- _TASK INSTRUCTIONS_: Retrieve every line from the records in which the word "below" occurs.
[Start of Attachment]
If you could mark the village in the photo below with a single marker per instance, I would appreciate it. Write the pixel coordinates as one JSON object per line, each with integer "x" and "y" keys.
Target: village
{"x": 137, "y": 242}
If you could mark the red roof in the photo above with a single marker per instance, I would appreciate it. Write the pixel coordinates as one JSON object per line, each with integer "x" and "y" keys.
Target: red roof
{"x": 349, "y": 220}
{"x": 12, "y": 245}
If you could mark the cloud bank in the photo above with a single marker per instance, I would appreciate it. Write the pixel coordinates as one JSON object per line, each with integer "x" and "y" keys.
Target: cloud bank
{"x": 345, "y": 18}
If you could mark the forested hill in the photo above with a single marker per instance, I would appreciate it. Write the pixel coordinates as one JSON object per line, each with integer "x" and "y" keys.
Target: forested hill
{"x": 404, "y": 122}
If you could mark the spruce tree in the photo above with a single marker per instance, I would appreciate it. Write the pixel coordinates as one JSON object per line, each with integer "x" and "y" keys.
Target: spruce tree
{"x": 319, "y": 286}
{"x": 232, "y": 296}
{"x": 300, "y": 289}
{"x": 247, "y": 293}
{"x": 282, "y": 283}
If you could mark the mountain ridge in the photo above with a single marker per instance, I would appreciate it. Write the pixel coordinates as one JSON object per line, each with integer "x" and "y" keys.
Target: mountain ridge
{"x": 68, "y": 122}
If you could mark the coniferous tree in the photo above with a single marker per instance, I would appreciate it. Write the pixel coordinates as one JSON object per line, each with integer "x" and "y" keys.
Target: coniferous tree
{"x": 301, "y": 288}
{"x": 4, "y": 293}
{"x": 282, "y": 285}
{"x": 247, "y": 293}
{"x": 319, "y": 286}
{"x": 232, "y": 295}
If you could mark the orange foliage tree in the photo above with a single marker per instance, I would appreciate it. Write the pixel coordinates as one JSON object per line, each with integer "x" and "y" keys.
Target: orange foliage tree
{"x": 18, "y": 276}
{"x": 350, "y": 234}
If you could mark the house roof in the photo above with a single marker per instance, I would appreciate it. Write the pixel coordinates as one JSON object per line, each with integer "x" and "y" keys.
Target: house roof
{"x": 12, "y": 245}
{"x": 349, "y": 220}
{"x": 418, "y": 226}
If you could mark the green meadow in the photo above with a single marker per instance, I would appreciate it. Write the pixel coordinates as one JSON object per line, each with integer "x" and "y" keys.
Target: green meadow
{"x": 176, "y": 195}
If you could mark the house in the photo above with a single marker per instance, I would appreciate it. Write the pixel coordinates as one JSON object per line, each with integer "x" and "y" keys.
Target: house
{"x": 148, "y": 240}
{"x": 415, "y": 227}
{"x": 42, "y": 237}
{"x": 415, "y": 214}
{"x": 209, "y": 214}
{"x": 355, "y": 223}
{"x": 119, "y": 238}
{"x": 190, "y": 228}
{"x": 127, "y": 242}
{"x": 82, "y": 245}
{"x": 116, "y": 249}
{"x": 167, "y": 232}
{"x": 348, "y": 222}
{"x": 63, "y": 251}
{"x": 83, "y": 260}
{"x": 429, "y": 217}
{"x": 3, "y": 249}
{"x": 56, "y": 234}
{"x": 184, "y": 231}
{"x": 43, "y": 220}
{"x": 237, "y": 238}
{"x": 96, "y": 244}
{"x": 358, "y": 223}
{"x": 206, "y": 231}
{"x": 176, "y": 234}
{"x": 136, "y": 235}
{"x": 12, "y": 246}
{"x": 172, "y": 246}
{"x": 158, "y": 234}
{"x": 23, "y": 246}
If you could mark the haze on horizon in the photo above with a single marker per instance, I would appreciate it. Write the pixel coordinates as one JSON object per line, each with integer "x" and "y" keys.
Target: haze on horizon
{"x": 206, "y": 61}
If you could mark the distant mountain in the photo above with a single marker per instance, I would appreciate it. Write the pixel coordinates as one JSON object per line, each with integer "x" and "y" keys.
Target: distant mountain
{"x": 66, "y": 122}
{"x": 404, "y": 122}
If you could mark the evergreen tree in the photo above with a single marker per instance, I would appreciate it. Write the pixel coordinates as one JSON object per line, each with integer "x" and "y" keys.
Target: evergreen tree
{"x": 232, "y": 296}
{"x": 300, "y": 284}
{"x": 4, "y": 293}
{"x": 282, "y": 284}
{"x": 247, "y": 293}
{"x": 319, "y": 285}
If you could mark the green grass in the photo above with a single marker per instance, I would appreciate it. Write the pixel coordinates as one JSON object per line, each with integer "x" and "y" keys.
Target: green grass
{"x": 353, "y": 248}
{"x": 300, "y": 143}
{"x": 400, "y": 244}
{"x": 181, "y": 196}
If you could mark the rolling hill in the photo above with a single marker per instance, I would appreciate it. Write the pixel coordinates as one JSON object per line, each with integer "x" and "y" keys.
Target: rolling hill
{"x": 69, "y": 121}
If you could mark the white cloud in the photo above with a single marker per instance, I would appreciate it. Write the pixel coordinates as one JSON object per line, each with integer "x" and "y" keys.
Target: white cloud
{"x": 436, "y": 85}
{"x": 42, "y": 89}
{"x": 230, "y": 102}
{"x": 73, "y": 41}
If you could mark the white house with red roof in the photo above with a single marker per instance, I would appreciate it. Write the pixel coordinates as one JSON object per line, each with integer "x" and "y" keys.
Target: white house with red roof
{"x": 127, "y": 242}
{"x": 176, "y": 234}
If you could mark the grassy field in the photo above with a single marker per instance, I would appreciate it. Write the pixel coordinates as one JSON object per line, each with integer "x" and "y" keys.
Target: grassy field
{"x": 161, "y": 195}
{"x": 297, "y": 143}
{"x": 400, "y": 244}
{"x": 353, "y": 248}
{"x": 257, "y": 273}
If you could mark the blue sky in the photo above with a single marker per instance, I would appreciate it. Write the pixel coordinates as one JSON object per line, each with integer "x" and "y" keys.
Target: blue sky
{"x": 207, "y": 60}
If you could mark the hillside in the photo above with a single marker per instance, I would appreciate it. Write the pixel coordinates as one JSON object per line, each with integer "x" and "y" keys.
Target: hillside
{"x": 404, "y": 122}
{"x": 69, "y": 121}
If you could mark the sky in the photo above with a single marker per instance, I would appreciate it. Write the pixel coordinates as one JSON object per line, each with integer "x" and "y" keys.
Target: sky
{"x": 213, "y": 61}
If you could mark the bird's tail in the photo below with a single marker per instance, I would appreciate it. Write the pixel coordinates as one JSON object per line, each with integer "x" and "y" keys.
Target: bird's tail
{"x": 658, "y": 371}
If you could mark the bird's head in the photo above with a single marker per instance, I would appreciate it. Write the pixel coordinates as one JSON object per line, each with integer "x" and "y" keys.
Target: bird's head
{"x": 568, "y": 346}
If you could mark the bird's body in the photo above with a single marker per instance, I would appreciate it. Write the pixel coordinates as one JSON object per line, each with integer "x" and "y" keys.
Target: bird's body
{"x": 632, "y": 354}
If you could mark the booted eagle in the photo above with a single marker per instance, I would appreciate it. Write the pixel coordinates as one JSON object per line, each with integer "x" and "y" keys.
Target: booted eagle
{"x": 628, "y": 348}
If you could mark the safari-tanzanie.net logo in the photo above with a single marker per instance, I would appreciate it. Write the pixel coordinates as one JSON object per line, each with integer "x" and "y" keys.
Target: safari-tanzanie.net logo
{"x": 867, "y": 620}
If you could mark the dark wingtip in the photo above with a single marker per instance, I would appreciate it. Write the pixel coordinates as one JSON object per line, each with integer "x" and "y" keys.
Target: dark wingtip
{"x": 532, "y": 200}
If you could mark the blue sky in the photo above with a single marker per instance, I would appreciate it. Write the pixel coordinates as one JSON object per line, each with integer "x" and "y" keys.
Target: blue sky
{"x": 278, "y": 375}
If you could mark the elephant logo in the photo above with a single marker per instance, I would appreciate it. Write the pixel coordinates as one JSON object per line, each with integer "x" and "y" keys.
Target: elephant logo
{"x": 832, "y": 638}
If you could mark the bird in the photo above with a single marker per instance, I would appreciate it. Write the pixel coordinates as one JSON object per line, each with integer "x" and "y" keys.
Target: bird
[End of Attachment]
- _SOLUTION FOR THIS EXERCISE_:
If you could mark the village in the photo below with a single marker per instance, I would appreciate it. Write the pixel coordinates as one JSON object per line, each with integer "x" and "y" keys.
If you could mark the bird's tail in the photo below with a single marker per instance, I would appreciate it. Write the pixel coordinates as one JSON object per line, each with integer "x" and "y" keys.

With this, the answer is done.